Understanding CloudFormation Updates: Replacement, Resource Policies, and Stack Policies

AWS CloudFormation is a powerful tool for provisioning resources in AWS. It allows you to describe your desired infrastructure in a configuration file, which can be checked into source control for easy review, automation, and tracking over time. You submit this configuration file to the CloudFormation service, which safely and reliably provisions your infrastructure.

One of the trickier aspects of CloudFormation is around its update mechanisms. Changing a property for an existing resource in your CloudFormation file can have drastic effects on your infrastructure, including replacing an existing piece of infrastructure by deleting the old one and creating a new one.

If the piece of infrastructure in question is a database or critical EC2 instance, this can be a very unwelcome surprise!

Fortunately, the mechanisms for updating resources in CloudFormation are well-defined, and AWS provides a number of ways to protect against an accidental configuration error.

In this post, we will cover:

The three kinds of update behaviors with CloudFormation;
Why you might not want the Replacement update behavior with CloudFormation;
Using Stack Policies to prevent undesirable updates to existing resources;
Using UpdateReplace Policies to manage resources that are replaced.

Let's get started.

The three kinds of update behaviors with CloudFormation

First, let's cover the three types of update behaviors in CloudFormation.

For an update behavior to be relevant, two things need to be true:

You have an existing resource that is managed by a CloudFormation stack; and
You are changing an attribute on the existing resource during an update to your CloudFormation stack.

When this happens, there are three potential behaviors for your existing resource:

Update with no interruption: Your resource is updated in place without any disruption to normal use.

◆ **DATASET SECTION**:
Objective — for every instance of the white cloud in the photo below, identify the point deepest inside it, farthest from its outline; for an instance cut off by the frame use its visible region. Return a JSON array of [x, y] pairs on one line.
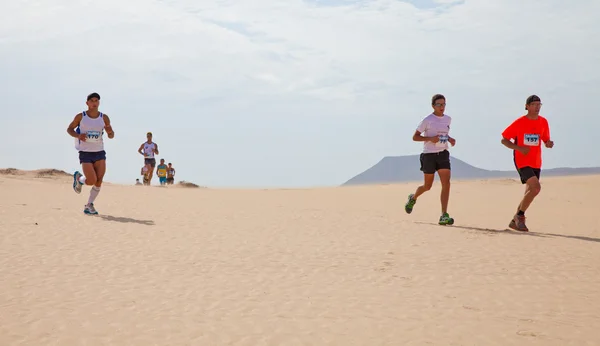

◆ **GOAL**:
Answer these questions about the passage on CloudFormation updates:
1. Where can the configuration file describing your infrastructure be checked in?
2. Which two conditions must hold for an update behavior to be relevant?
3. What happens to a resource under the "Update with no interruption" behavior?

◆ **RESULT**:
1. It can be checked into source control.
2. You have an existing resource that is managed by a CloudFormation stack, and you are changing an attribute on that resource during an update to the stack.
3. The resource is updated in place without any disruption to normal use.